# [Excerpted text]
-- Start --

The Dangote Refinery was always described as a game-changer for Nigeria. Nobody predicted it would become a lifeline for the entire continent.
When the US and Israel launched Operation Epic Fury on February 28, striking Iran's military infrastructure and closing the Strait of Hormuz to tanker traffic, the immediate conversation was about oil prices, geopolitics and the Middle East. What received less attention was what was happening quietly, urgently, in government offices from Pretoria to Nairobi.
Africa was running out of fuel, and it had very few places left to turn.
According to the International Energy Agency, about 600,000 barrels per day of petroleum products typically destined for Africa from the Middle East are now at risk, as tanker traffic through the Strait of Hormuz has slowed to a trickle. For some countries on the continent, those cargoes do not supplement demand. They effectively are demand.
The vulnerability is not evenly distributed, but it is alarmingly widespread.
South Africa presents perhaps the starkest case study in how badly this can go. The country has lost about half its refining capacity in recent years after accidents and years of underinvestment left plants unable to meet cleaner-fuel standards. Its remaining refineries meet less than half of 612,000 barrels a day of domestic demand. Saudi Arabia was its second-biggest oil supplier as recently as 2024. The situation has been further complicated by the shutdown of Glencore-owned Astron Energy's 100,000-barrel-a-day Cape Town refinery for maintenance, with production not expected to resume until April.

-- End --

# [Dataset extract]

-- Start --

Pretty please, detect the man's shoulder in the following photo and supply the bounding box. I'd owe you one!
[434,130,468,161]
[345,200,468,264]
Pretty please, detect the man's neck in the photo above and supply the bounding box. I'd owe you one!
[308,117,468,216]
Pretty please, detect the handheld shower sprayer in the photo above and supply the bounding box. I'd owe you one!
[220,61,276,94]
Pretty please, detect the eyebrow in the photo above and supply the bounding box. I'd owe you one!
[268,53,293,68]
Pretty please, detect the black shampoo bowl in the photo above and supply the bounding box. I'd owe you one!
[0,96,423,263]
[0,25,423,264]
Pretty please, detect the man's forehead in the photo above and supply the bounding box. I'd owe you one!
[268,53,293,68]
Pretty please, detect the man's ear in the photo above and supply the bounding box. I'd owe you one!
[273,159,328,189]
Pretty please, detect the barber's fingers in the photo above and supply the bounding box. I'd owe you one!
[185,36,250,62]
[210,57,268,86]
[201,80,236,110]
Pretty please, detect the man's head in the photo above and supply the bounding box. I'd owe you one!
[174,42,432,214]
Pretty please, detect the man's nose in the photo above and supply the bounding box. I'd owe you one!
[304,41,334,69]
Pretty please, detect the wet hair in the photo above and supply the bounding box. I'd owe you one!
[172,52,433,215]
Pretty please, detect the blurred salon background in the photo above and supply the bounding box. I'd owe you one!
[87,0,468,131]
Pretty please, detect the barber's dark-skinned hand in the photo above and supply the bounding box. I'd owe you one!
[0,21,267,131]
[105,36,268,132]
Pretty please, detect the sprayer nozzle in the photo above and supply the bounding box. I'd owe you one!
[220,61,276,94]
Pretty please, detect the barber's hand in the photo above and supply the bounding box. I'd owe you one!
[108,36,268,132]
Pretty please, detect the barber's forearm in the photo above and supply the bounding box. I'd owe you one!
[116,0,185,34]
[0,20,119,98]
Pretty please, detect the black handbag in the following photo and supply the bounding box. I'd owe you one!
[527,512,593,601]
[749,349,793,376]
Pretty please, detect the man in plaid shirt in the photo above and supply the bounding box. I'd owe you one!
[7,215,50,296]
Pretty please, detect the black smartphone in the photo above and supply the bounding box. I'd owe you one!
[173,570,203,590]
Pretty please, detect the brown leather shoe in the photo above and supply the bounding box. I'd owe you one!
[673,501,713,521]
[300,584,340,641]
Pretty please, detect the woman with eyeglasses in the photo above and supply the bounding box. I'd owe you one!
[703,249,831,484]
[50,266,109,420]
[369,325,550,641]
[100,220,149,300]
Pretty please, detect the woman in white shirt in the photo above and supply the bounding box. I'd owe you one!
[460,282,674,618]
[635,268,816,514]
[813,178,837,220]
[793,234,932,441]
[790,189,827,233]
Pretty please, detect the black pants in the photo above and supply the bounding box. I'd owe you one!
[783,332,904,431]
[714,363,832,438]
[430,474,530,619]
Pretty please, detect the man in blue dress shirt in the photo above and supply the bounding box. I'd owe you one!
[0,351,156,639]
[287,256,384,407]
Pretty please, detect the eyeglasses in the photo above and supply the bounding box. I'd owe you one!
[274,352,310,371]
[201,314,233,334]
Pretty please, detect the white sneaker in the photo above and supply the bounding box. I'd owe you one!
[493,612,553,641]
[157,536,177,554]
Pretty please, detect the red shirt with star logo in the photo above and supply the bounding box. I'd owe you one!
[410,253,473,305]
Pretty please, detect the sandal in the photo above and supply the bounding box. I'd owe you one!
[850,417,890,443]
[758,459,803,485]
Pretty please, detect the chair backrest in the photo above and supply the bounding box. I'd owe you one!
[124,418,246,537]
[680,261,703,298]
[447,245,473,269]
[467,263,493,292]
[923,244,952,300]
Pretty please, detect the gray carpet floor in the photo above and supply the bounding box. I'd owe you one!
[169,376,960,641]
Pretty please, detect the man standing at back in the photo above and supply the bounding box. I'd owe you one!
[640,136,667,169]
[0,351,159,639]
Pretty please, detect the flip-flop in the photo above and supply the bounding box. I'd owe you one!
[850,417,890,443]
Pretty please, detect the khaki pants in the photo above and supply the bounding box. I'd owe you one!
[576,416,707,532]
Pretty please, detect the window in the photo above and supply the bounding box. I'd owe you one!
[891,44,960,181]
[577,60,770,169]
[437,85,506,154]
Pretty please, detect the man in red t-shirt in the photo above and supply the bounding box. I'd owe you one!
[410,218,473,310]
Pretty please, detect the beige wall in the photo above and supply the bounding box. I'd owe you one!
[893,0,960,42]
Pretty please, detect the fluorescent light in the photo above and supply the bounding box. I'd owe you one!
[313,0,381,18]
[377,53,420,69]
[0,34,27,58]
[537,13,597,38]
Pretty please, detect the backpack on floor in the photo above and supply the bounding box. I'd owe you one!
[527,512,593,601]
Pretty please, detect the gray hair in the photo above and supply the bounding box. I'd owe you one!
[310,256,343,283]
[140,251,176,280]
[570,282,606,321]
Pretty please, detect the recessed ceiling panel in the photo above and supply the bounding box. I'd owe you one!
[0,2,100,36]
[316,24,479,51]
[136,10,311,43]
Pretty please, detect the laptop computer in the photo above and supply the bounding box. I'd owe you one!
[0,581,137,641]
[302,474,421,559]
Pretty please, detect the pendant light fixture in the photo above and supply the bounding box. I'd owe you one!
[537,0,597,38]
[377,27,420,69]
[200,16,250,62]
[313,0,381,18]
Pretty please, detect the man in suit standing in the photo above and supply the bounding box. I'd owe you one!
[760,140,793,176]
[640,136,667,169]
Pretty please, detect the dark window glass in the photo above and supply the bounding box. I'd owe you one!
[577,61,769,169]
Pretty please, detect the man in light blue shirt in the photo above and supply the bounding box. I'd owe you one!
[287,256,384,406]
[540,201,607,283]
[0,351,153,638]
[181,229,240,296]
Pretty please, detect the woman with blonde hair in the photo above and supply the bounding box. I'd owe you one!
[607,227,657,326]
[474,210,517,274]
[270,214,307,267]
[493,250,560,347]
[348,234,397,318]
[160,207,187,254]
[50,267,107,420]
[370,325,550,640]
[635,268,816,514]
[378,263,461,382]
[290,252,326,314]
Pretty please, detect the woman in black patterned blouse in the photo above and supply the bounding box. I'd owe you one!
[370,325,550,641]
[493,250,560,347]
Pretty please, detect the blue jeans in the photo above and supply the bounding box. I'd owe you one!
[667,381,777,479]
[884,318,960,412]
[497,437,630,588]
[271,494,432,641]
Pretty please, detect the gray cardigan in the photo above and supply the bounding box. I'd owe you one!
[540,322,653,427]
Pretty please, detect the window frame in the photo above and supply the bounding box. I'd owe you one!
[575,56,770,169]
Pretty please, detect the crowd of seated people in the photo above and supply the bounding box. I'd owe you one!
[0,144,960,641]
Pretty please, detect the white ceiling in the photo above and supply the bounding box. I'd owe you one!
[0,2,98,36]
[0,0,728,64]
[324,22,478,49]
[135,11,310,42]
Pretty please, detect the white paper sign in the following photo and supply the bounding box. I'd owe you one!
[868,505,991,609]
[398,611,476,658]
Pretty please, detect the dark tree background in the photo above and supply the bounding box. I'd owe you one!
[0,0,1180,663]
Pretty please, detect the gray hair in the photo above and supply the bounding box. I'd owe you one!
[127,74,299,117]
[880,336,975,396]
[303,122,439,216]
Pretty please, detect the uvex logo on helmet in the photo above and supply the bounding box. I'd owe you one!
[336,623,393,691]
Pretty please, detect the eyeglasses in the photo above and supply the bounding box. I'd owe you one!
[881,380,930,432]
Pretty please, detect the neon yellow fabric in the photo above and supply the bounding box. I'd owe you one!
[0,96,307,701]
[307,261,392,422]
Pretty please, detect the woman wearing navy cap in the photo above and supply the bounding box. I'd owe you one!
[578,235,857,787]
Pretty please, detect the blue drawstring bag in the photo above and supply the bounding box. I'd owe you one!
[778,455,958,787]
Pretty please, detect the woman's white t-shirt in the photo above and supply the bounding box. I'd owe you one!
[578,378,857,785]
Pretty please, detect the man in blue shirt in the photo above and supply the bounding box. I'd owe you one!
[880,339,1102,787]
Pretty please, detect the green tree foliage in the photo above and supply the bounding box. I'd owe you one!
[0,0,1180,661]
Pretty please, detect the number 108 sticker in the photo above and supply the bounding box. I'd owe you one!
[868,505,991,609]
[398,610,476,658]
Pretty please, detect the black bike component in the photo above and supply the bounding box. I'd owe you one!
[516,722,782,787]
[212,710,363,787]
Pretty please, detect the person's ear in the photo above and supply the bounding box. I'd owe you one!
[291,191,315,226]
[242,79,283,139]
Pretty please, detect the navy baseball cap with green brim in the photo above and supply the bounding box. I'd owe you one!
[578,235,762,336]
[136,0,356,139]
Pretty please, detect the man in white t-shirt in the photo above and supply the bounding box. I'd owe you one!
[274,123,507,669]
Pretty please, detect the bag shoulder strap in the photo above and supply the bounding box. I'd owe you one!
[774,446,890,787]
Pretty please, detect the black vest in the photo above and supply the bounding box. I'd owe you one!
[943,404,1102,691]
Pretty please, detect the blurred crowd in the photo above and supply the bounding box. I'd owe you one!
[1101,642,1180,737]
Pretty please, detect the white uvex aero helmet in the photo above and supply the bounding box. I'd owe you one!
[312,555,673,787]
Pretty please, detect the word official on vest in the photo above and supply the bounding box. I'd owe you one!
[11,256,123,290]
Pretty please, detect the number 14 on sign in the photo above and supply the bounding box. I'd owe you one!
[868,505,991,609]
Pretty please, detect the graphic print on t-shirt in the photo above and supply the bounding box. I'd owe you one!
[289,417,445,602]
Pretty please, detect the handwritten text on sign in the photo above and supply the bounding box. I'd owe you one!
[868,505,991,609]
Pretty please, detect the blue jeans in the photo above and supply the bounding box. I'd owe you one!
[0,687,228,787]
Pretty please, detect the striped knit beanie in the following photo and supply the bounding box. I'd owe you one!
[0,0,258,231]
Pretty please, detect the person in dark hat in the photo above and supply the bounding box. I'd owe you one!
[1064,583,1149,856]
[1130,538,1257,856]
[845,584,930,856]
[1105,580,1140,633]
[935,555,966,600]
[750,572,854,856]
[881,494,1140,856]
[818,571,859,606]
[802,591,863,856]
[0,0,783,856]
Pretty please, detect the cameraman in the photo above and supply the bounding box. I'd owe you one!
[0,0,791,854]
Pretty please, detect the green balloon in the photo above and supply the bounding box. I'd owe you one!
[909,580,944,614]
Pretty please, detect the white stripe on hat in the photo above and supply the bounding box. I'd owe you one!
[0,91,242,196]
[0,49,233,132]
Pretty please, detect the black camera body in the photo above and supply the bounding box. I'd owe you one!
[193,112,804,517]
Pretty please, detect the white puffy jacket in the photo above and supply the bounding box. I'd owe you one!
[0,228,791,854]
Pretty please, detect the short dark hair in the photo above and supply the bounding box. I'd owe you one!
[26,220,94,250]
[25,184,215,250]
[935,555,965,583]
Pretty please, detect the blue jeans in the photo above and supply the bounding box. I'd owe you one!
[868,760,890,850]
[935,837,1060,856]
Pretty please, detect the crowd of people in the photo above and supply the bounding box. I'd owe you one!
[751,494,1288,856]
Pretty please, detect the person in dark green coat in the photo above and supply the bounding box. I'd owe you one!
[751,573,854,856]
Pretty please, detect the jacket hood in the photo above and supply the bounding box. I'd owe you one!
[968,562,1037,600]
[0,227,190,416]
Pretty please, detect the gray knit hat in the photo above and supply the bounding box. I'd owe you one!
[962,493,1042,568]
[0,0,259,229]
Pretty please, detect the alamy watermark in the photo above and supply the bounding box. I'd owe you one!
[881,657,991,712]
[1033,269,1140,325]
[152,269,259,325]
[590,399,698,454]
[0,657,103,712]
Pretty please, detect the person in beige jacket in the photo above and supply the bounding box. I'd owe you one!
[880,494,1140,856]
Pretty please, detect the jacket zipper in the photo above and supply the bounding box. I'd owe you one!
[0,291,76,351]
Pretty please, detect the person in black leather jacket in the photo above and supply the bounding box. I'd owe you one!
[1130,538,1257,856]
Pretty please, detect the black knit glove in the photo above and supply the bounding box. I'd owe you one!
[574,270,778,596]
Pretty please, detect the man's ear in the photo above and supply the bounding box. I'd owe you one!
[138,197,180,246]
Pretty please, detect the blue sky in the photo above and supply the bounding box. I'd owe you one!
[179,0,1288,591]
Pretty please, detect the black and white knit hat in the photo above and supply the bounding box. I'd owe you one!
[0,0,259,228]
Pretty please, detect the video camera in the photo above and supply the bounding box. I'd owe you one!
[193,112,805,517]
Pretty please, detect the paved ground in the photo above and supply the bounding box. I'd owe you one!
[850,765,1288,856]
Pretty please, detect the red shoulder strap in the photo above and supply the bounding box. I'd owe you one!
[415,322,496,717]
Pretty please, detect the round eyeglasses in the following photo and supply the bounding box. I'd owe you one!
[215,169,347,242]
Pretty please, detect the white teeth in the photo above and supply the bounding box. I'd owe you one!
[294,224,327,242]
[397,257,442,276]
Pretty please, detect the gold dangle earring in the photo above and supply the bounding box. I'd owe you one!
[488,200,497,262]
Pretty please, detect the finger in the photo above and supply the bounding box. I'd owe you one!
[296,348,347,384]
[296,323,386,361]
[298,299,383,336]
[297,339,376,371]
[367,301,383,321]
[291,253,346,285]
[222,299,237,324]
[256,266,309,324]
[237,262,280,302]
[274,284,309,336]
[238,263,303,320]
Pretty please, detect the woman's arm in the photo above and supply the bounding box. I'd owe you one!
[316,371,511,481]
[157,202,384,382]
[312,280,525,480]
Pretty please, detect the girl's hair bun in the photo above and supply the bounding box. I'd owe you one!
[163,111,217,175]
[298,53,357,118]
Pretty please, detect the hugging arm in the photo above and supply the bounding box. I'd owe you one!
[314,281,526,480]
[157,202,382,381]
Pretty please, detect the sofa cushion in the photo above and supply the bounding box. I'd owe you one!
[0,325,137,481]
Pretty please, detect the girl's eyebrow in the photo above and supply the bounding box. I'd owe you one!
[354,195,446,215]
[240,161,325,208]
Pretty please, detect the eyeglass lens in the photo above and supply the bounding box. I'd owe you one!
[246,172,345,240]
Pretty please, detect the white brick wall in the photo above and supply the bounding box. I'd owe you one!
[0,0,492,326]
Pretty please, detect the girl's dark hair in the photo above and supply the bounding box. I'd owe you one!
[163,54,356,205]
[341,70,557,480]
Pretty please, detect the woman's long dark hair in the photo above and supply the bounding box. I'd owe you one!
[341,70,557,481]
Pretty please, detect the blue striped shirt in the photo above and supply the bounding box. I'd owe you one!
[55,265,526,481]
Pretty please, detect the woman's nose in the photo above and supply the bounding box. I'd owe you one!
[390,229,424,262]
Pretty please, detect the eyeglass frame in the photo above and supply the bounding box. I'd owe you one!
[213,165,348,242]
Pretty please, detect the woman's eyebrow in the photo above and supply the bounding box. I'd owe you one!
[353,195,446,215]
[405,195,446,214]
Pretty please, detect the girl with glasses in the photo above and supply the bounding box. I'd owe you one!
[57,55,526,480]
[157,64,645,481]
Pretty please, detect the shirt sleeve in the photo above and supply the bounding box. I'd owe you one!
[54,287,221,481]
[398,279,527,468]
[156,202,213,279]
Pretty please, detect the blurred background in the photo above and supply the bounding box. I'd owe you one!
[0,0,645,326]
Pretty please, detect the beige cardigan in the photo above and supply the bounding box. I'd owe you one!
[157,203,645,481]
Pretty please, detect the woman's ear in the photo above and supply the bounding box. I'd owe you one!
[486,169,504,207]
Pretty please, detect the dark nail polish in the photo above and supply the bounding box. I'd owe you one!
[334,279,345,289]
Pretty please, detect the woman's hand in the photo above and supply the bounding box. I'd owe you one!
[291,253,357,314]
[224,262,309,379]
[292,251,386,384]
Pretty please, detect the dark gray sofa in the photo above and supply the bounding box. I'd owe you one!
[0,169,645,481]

-- End --

# [Task list]
1. Please swap "oil prices" for "fuel prices" in the piece on Africa's fuel shortage, and give everything from "When the US" down to "Pretoria to Nairobi." with that change.
2. According to the piece on Africa's fuel shortage, why has South Africa lost about half its refining capacity? Answer in one to three sentences.
3. Answer these questions from the piece on Africa's fuel shortage:
(a) On what date was Operation Epic Fury launched?
(b) According to the International Energy Agency, how many barrels per day of petroleum products bound for Africa from the Middle East are now at risk?
(c) When is production at Astron Energy's Cape Town refinery expected to resume?

# [Full answers]
1.
When the US and Israel launched Operation Epic Fury on February 28, striking Iran's military infrastructure and closing the Strait of Hormuz to tanker traffic, the immediate conversation was about fuel prices, geopolitics and the Middle East. What received less attention was what was happening quietly, urgently, in government offices from Pretoria to Nairobi.

2. Accidents and years of underinvestment left South Africa's plants unable to meet cleaner-fuel standards, so the country has lost about half its refining capacity in recent years.

3.
(a) February 28
(b) About 600,000 barrels per day
(c) Not until April